[What to work on] Find each line below that contains the string "pairs", treating uppercase and lowercase as different, and copy every such line.

[Given records]
• • • • •
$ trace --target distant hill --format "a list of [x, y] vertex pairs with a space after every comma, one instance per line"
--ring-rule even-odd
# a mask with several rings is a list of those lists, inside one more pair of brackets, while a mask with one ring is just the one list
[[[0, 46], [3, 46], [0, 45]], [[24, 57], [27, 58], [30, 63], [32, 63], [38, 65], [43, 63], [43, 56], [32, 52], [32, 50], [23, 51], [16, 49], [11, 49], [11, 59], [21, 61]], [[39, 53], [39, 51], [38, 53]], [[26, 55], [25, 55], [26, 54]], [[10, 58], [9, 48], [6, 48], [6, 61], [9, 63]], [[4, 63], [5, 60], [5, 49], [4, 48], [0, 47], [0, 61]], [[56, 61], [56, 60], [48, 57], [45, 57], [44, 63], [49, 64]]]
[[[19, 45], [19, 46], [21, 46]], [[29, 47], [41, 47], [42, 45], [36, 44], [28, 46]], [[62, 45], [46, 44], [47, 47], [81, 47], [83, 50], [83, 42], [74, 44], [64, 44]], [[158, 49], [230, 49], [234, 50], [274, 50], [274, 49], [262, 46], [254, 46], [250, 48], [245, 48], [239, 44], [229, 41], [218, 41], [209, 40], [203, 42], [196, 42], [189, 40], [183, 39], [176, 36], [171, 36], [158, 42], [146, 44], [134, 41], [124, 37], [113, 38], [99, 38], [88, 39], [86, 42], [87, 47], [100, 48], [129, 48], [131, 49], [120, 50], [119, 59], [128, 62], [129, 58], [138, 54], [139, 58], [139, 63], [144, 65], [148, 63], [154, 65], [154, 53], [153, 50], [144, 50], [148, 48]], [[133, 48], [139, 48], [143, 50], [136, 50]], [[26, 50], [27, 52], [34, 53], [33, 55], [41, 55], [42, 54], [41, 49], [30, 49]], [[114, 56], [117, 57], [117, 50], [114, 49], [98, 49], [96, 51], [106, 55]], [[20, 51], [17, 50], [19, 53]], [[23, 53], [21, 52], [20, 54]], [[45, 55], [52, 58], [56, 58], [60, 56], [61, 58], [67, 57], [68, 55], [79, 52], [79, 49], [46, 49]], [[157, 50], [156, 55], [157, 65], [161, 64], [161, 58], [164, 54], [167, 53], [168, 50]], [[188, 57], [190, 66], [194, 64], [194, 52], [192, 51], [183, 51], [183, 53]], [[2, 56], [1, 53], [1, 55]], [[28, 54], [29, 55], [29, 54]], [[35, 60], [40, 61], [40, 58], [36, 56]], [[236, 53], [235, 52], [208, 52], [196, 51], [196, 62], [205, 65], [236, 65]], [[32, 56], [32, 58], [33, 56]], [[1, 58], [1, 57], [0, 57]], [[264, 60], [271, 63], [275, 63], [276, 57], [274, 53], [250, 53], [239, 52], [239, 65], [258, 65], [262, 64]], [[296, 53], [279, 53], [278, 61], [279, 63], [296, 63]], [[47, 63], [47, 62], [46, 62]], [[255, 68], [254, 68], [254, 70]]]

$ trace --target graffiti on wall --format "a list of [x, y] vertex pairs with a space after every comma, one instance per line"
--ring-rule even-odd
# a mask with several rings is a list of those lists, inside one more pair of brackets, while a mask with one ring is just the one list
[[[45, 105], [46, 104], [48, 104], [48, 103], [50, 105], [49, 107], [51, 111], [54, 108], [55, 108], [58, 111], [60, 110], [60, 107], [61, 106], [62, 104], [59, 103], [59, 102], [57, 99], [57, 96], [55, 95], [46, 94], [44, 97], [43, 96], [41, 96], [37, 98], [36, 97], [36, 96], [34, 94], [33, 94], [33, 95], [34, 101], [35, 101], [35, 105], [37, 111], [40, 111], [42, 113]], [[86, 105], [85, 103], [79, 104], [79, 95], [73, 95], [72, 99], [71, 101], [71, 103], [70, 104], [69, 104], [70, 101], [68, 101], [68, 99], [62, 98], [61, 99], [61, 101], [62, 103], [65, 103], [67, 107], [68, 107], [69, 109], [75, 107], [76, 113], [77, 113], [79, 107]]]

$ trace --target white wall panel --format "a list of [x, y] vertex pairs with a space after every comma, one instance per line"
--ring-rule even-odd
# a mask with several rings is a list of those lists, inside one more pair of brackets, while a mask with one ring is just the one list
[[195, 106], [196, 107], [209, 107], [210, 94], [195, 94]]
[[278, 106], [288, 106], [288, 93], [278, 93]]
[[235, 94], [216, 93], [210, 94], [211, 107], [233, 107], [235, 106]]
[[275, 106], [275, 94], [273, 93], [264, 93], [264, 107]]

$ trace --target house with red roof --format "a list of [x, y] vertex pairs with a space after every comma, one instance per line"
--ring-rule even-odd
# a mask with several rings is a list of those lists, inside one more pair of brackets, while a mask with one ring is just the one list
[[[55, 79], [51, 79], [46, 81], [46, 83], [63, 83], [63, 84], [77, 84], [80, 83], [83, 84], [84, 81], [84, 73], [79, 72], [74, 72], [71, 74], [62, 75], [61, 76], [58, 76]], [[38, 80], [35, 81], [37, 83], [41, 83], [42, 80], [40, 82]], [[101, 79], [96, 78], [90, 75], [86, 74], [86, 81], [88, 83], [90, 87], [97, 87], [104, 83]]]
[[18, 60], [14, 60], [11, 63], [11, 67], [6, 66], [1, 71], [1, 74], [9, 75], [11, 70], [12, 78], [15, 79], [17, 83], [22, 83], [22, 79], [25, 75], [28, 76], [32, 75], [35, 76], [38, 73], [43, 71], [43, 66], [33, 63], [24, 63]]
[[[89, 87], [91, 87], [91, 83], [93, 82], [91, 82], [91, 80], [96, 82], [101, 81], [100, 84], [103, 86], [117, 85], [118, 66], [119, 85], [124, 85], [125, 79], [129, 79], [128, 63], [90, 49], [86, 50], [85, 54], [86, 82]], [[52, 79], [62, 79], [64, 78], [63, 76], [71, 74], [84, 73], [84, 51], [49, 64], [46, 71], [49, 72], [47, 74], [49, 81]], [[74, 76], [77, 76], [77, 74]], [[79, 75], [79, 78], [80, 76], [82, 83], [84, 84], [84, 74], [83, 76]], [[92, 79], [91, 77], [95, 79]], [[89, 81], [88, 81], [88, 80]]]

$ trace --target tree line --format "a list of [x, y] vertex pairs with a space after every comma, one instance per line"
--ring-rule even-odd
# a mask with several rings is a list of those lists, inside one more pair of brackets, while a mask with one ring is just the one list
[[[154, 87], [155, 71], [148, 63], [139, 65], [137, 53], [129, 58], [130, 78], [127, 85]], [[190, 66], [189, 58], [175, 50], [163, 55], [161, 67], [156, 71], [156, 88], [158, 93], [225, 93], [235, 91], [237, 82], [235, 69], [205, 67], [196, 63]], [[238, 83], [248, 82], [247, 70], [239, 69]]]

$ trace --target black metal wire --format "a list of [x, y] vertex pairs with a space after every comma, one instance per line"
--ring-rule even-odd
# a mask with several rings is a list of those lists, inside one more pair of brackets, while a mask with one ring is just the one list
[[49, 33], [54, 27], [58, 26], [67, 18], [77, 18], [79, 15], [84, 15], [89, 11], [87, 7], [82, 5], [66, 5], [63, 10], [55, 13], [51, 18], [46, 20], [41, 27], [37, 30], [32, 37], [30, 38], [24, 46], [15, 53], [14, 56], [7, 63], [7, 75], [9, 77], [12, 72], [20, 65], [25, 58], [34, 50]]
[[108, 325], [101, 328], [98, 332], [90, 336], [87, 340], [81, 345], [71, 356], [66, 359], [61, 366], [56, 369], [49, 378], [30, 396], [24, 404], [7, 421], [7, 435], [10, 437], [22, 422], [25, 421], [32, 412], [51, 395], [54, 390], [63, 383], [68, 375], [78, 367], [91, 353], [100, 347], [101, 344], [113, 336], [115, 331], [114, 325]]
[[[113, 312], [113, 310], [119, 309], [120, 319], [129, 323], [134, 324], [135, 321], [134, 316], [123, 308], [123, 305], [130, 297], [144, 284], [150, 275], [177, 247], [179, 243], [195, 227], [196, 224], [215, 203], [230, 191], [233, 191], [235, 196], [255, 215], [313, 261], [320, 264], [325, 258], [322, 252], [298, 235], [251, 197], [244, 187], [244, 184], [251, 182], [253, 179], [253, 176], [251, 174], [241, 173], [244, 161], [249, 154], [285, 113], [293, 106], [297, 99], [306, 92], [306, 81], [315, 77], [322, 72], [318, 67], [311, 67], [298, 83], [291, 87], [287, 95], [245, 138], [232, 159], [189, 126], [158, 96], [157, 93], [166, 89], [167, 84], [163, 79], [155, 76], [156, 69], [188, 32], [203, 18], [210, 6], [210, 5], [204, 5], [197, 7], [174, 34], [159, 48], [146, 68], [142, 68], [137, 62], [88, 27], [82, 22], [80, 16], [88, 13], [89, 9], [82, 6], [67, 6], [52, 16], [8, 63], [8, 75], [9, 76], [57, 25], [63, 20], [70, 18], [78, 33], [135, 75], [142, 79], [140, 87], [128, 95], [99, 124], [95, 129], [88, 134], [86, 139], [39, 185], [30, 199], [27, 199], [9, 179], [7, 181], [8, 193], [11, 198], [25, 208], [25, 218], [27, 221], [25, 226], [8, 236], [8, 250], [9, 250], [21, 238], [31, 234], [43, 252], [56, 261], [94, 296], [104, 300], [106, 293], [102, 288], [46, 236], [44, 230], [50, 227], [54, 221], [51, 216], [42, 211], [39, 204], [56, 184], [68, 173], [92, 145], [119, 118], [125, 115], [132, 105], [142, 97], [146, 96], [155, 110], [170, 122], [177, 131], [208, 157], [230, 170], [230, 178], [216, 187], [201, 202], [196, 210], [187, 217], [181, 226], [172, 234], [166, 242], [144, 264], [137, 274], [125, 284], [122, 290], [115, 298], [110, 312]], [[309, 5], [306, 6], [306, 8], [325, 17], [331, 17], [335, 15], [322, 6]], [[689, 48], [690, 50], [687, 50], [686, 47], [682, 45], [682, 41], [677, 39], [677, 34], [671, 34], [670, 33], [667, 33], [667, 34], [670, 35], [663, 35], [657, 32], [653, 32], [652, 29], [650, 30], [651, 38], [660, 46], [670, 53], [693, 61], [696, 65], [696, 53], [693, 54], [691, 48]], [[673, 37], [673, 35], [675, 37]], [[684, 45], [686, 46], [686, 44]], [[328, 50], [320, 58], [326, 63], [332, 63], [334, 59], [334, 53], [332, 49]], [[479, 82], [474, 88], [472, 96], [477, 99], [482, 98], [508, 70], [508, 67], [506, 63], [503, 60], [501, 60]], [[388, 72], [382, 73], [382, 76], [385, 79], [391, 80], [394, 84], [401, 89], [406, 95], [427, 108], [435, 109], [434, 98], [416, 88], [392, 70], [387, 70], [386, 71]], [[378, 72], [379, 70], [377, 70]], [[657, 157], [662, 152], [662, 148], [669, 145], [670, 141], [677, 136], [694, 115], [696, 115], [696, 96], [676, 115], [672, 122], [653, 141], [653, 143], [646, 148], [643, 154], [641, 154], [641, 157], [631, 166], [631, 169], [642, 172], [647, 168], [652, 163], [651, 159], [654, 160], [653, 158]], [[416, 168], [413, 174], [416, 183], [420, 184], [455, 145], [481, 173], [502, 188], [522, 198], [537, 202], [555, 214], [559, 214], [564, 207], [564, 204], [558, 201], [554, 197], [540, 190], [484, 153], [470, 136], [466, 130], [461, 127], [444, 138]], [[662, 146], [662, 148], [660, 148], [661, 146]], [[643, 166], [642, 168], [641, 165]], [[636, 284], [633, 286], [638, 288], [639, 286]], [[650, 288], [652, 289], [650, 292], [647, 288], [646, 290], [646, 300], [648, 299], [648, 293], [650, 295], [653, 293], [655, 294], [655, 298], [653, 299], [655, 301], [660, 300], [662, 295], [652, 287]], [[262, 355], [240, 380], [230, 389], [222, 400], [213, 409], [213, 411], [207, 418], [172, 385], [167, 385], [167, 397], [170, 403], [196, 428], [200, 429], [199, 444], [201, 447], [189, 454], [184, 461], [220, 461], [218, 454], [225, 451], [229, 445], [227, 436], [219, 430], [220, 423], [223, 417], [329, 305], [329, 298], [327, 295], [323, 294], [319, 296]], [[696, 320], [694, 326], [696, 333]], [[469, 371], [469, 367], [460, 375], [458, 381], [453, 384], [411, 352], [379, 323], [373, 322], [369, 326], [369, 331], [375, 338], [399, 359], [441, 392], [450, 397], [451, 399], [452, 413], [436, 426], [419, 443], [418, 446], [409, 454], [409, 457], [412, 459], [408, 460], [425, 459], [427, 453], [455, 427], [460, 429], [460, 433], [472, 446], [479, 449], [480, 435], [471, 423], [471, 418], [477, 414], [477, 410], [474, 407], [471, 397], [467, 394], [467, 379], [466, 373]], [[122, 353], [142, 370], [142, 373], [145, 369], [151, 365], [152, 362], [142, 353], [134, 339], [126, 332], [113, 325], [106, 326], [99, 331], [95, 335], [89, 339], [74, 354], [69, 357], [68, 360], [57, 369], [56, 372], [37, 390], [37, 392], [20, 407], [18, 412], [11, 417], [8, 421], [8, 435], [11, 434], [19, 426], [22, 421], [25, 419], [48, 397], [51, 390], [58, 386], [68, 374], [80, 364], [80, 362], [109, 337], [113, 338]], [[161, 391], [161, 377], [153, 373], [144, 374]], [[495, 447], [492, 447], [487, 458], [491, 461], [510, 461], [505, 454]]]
• • • • •
[Solution to this task]
$ trace --target distant hill --format "a list of [x, y] vertex pairs with a space after every comma, one instance per line"
$ trace --target graffiti on wall --format "a list of [x, y] vertex pairs with a space after every comma, one instance per line"
$ trace --target white wall panel --format "a list of [x, y] vertex pairs with a space after every comma, one instance per line"
$ trace --target house with red roof --format "a list of [x, y] vertex pairs with a space after every comma, one instance per line"
$ trace --target tree line --format "a list of [x, y] vertex pairs with a space after every comma, one instance per line"
$ trace --target black metal wire --format "a list of [x, y] vertex pairs with a space after every comma, one instance per line"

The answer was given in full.